_Belge:_
^^^^

Emsal Mahkeme Kararı İstanbul Anadolu 12. Asliye Ticaret Mahkemesi 2021/67 E. 2021/797 K. 15.10.2021 T.

Görüntülediğiniz mahkeme kararı henüz kesinleşmemiştir. Yararlı olması amacıyla eklenmiştir.

T.C. İstanbul Anadolu 12. ASLİYE TİCARET MAHKEMESİ
ESAS NO: 2021/67 Esas
KARAR NO: 2021/797
DAVA : İtirazın İptali (Hizmet Sözleşmesinden Kaynaklanan)
DAVA TARİHİ: 02/02/2021
KARAR TARİHİ: 15/10/2021
Mahkememizde görülmekte olan İtirazın İptali (Hizmet Sözleşmesinden Kaynaklanan) davasının yapılan açık yargılaması sonunda,
GEREĞİ DÜŞÜNÜLDÜ :
DAVA
Davacı vekili dava dilekçesinde özetle; Davacı şirketin —- vermekte olduğunu, davalı adına kayıtlı — tarihinde servis hizmeti verildiğini, Söz konusu bakım ve onarım hizmeti sebebiyle—- tarihli fatura düzenlendiğini, davalı tarafın fatura bedelini ödememesi üzerine alacağın tahsili amacı ile icra takibi başlatıldığını, davalının haksız ve kötü niyetli itirazı ile takibin durduğunu tüm bu nedenlerle açılan davanın kabulüne, borçlunun itirazının iptaline, takibin devamına, davalının; alacağın %20′ sinden az olmamak üzere icra inkâr tazminatına mahküm edilmesine, yargılama giderleri ve ücreti vekâletin davalı tarafa tahmiline karar verilmesin dava ve talep etmiştir.

^^^^

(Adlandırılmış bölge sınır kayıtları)

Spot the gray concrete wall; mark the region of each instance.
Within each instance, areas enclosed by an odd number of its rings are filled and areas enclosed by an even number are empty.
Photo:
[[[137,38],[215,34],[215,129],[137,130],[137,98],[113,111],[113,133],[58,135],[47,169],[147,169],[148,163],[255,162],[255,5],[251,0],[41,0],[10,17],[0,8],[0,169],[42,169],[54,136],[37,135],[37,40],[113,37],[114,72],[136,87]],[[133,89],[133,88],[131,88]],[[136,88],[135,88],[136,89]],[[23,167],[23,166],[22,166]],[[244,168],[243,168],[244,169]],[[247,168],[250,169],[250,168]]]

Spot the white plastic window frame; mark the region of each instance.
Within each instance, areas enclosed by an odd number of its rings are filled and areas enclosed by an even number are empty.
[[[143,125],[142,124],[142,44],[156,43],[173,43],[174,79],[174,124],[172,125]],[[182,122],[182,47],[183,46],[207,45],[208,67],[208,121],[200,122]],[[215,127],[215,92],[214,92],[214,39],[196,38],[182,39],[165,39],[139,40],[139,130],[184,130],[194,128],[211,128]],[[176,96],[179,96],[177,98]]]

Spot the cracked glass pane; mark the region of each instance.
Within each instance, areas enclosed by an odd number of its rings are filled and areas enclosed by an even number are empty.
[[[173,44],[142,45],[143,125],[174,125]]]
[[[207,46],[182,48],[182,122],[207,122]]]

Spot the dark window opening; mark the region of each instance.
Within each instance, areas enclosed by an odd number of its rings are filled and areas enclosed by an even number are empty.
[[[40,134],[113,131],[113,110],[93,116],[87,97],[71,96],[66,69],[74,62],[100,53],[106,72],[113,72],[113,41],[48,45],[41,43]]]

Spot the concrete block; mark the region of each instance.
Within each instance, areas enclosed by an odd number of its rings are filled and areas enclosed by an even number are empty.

^^^^

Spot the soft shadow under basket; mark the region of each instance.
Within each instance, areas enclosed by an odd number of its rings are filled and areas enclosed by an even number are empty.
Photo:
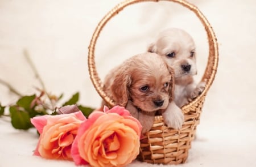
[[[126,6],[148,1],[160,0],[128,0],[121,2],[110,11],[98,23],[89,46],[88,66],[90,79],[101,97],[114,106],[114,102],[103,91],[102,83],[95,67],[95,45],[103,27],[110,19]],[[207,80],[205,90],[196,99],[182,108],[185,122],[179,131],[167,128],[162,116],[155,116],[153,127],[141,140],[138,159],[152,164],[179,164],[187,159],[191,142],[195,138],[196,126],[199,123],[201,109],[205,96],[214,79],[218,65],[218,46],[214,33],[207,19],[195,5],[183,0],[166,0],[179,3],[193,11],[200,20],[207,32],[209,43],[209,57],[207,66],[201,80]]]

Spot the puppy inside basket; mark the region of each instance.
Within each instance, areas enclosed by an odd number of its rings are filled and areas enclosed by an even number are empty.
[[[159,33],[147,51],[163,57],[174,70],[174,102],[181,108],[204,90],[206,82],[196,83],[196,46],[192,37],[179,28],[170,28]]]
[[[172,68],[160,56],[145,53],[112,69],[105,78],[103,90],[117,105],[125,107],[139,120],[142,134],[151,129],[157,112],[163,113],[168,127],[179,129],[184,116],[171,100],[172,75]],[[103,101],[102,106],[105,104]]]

^^^^

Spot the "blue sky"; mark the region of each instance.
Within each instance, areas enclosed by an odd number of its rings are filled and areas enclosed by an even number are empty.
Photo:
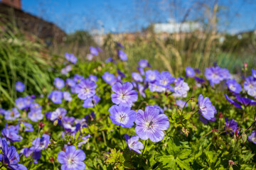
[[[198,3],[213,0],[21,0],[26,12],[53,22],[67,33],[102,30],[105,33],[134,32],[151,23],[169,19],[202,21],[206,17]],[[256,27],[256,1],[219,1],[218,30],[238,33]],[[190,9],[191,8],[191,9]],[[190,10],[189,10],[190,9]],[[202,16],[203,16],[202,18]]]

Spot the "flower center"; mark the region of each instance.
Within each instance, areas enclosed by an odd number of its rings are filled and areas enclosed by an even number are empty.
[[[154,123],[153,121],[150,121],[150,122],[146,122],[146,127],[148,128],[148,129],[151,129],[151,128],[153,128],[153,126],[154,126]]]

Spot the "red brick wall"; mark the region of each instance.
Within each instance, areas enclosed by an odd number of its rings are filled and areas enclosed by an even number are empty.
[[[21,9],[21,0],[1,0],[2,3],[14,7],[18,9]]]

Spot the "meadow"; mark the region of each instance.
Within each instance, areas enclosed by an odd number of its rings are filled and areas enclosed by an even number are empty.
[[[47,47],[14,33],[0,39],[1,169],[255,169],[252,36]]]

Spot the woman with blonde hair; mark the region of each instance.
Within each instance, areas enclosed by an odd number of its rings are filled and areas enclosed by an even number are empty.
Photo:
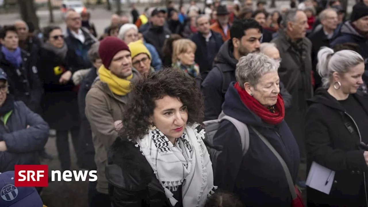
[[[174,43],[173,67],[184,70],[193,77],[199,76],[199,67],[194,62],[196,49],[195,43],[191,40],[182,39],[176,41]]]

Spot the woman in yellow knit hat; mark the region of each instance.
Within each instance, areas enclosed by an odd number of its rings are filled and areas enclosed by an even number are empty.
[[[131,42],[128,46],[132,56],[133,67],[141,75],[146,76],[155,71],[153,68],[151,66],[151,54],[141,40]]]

^^^^

_İstenen İşlemler:_
1 > Mahkeme kararının "Görüntülediğiniz mahkeme kararı" sözcüklerini içeren ifadeyle açılıp "DAVA : İtirazın İptali (Hizmet Sözleşmesinden Kaynaklanan)" ile kapanan bölümünü hiçbir değişiklik yapmadan yeniden yazınız.
2 > Kayıtlarda "wall" dizgesinin geçtiği satırların sayısını belirtiniz. Yalnızca sayıyı veriniz.

_Çözümlü Sorular:_
1 >
Görüntülediğiniz mahkeme kararı henüz kesinleşmemiştir. Yararlı olması amacıyla eklenmiştir.

T.C. İstanbul Anadolu 12. ASLİYE TİCARET MAHKEMESİ
ESAS NO: 2021/67 Esas
KARAR NO: 2021/797
DAVA : İtirazın İptali (Hizmet Sözleşmesinden Kaynaklanan)

2 > 2